Mexican-Canadian artist Rafael Lozano-Hemmer, has created exceptional urban installations that have helped transform the ways in which we interact with our cities. He uses new media technologies to work with ideas of architecture, technological theater and performance. In 1994, Lozano Hemmer coined the term “relational architecture” as an aim to transform the dominant narratives of urban settings and re-contextualize them.
In his introduction to The City as Interface, 2014, Martijn de Waal introduces the collective term “urban media”, a term used in his book for “media technologies that in one way or another can influence the experience of a physical location.” (p. 8) Media technologies have been, in fact, influencing one’s experience with physical locations and especially cities as seen through Lozano-Hemmer’s work. De Waal raises important questions in his introduction, when exploring the idea of making cities smarter and more efficient through urban media: “Will city dwellers still enter into relationships with their physical surroundings? Will they still participate in community life or will they withdraw completely into the ‘cocoons’ they create with their mobile phones, thereby transforming the city into an extension of their private domains?” (p. 9) The fear of city dwellers roaming the city through the sole presence of their bodies is very prominent for architects, artists, and other dwellers concerned with the community spirit that is inherent to any city. And this is where artists like Lozano-Hemmer step in; to reconnect these city dwellers to their cities through the very use of urban media, therefore reshaping the city and one’s relationship to it, by using new media technologies as urban and ideological tools. In The City as Interface, de Waal explores the possibilities of our cities as interfaces; he explores how urban media can further the ‘libertarian’ urban society, but studies how new media can also help create a new definition of the public sphere and transform it to develop a ‘republican’ urban society into a ‘community of strangers’, but a community nevertheless. De Waal asks the question: “How does the rise of urban media change the way in which public spaces can emerge?” (p. 24) and Hemmer brings an artistic yet socially and ideologically charged solution to it. By posing the important question of agency, in the sense of who has the power and opportunity to influence the way in which the city as an interface is shaped, artists who create urban installations contribute to this ongoing quest in a meaningful and crucial way.

* WRITTEN TASKS
A - Output the passage from the essay on Rafael Lozano-Hemmer's urban installations, starting at "Mexican-Canadian artist Rafael" up to and including "and re-contextualize them.".
B - From the records, return the lines running from the line with "Where can you find the dirt path" up to and including the line with "Target: yellow wall panel", and leave out the pictures.
The records that come next are unrelated to the text.

* DATA TO USE

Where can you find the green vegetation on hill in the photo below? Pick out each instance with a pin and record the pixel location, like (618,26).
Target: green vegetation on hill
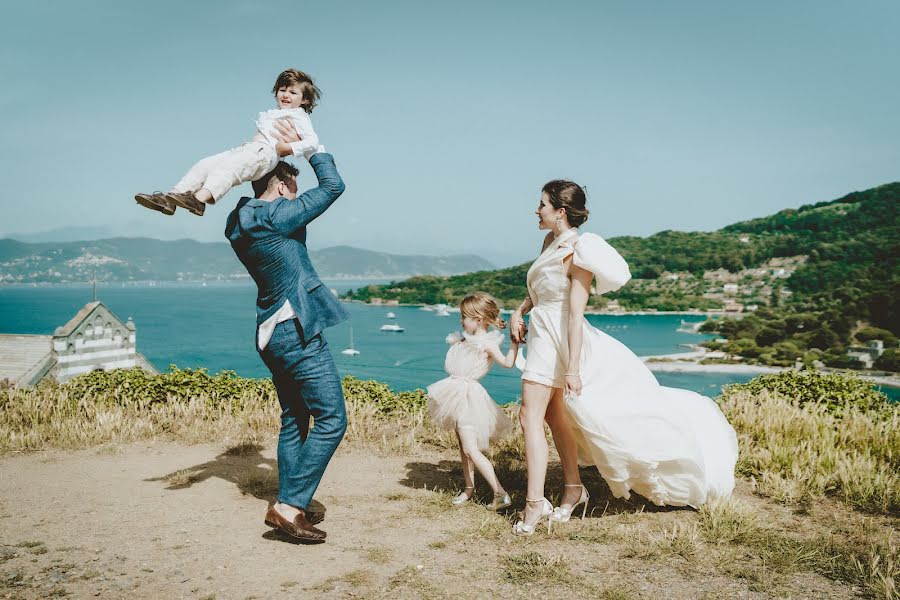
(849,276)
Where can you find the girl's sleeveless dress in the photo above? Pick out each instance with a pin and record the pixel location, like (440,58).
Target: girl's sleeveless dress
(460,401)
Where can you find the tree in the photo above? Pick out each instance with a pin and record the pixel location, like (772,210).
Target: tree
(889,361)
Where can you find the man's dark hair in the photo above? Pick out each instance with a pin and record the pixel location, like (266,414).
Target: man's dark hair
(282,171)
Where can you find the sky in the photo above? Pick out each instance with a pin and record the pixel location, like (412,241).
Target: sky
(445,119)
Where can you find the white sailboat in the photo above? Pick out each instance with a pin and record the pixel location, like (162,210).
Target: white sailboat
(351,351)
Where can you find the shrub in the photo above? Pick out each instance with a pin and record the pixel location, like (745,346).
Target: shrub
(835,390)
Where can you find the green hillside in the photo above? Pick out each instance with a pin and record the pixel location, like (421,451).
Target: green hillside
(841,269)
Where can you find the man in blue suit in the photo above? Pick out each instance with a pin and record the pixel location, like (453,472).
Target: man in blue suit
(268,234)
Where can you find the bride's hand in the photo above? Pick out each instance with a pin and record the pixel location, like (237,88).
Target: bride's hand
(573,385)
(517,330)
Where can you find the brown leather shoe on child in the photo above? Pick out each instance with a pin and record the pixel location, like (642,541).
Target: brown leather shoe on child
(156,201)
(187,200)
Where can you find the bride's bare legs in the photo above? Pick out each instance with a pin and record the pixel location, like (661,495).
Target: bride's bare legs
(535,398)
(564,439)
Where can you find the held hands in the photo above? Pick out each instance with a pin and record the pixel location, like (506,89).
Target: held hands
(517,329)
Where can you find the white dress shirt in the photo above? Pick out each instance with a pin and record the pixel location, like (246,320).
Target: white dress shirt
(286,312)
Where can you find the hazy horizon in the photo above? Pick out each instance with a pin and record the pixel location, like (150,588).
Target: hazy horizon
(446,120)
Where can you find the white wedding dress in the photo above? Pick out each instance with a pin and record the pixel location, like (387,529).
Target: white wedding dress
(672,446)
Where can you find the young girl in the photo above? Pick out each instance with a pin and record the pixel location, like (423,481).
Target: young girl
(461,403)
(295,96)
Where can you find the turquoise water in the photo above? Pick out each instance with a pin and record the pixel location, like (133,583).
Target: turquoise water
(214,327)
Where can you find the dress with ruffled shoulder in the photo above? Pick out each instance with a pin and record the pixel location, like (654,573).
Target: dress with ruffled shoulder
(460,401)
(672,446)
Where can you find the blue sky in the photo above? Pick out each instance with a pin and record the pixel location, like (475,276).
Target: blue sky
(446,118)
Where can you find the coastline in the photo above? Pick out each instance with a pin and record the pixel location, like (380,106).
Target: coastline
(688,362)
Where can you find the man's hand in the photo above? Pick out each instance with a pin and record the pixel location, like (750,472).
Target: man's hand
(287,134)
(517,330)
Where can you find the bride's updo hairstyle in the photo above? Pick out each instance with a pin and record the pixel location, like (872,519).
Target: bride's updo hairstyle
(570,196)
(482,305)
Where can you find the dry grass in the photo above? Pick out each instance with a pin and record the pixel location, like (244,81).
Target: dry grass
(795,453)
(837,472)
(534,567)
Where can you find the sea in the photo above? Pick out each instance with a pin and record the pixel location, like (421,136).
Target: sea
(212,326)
...
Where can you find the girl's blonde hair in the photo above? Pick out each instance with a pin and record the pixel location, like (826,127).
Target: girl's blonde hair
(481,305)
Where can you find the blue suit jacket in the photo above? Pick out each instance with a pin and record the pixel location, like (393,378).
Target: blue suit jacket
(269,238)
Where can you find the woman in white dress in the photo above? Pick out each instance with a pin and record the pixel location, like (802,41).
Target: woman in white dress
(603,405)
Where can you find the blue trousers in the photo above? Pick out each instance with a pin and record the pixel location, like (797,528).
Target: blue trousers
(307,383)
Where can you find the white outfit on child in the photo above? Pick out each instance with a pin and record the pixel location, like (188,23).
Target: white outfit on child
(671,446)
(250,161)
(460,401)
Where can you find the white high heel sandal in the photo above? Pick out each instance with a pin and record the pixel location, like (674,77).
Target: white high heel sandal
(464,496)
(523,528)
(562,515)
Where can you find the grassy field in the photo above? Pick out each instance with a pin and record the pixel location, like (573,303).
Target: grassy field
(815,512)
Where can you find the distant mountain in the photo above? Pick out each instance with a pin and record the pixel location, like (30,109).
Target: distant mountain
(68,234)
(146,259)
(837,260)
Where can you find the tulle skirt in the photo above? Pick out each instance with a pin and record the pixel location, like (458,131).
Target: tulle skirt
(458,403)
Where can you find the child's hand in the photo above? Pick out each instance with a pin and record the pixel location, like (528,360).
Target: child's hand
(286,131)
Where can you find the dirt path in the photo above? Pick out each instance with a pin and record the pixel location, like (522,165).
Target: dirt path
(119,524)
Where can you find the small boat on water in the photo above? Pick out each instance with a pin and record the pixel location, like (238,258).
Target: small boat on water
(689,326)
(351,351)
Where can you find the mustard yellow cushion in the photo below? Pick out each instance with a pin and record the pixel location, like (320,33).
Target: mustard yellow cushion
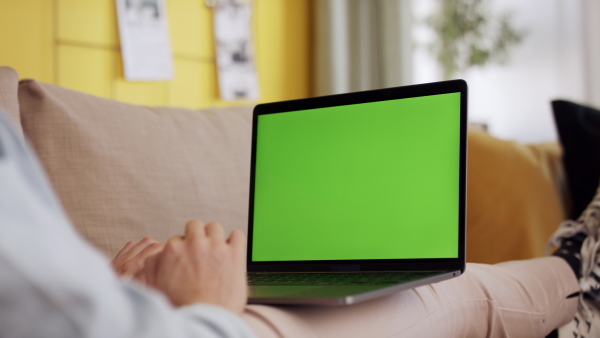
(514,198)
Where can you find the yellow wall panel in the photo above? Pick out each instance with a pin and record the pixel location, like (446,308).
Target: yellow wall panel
==
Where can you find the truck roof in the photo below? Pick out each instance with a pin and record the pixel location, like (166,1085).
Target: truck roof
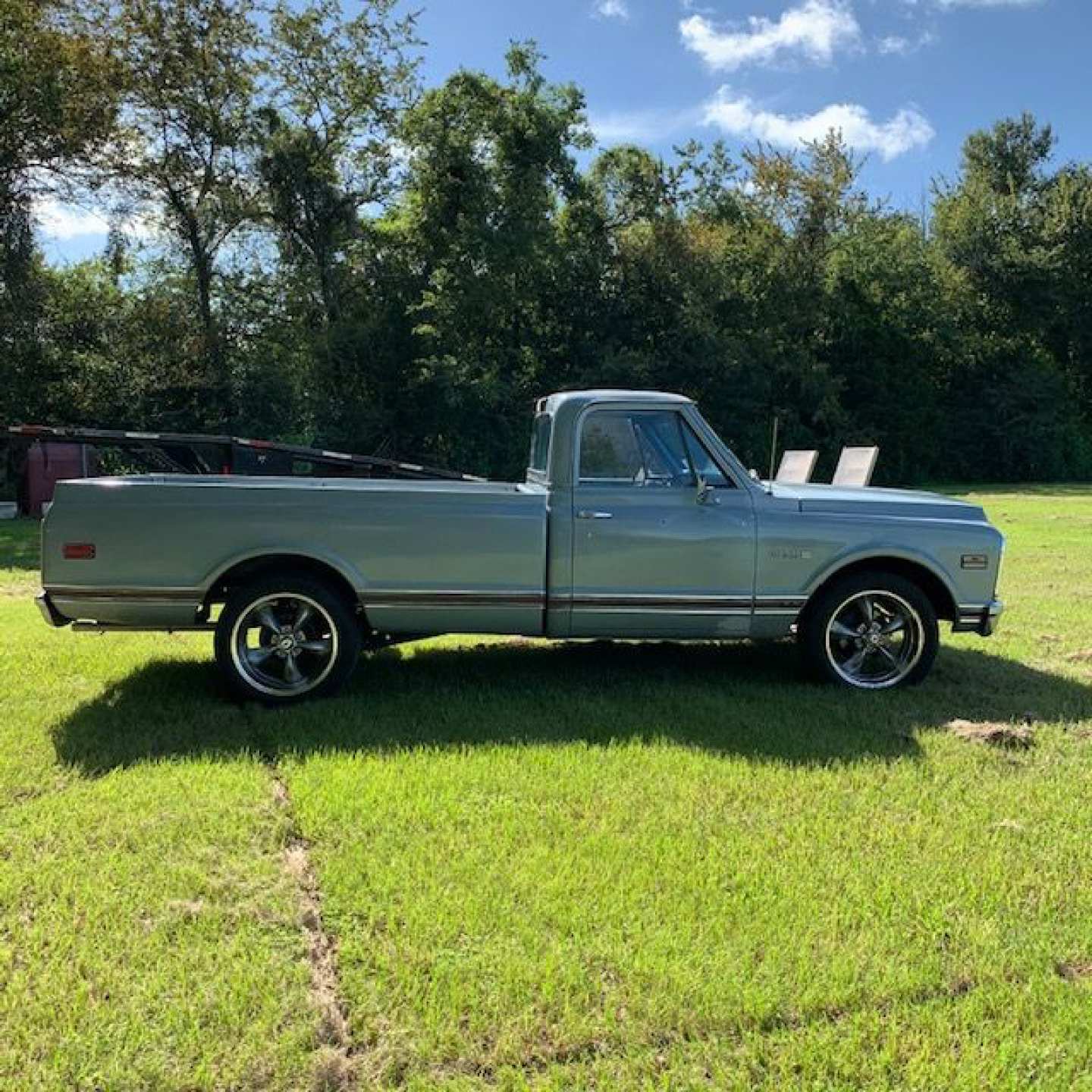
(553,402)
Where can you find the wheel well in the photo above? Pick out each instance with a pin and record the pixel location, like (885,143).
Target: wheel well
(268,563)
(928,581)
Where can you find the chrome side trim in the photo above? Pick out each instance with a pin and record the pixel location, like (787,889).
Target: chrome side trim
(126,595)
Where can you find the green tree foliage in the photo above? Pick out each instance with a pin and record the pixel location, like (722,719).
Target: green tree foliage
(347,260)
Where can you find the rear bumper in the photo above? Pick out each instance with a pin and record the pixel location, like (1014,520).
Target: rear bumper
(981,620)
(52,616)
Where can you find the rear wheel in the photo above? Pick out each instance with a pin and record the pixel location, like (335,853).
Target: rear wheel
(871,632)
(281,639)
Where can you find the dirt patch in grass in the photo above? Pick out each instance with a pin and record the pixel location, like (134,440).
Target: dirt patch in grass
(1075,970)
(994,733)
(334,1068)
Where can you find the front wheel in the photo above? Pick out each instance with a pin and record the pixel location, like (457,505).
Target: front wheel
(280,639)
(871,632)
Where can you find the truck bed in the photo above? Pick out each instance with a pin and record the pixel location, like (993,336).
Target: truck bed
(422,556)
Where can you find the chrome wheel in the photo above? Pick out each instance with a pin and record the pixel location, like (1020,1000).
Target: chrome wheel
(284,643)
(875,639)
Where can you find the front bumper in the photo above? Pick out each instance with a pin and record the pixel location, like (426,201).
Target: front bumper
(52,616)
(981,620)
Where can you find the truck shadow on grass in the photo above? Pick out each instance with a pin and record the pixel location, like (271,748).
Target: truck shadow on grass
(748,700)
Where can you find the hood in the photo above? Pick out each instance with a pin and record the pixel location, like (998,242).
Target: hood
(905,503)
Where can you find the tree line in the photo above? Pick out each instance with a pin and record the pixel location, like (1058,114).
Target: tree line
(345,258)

* ANSWERS FOR THE TASKS
A -
Mexican-Canadian artist Rafael Lozano-Hemmer, has created exceptional urban installations that have helped transform the ways in which we interact with our cities. He uses new media technologies to work with ideas of architecture, technological theater and performance. In 1994, Lozano Hemmer coined the term “relational architecture” as an aim to transform the dominant narratives of urban settings and re-contextualize them.

B -
Where can you find the dirt path in the photo above? Pick out each instance with a pin and record the pixel location, like (522,165).
Target: dirt path
(119,524)
Where can you find the small boat on water in the photo above? Pick out each instance with a pin and record the pixel location, like (238,258).
Target: small boat on water
(689,326)
(351,351)
Where can you find the mustard yellow cushion in the photo below? Pick out each instance with a pin and record the pixel location, like (320,33).
Target: mustard yellow cushion
(514,198)
Where can you find the yellow wall panel in the photo above? Pick out each instance with a pin and record the pixel location, like (446,308).
Target: yellow wall panel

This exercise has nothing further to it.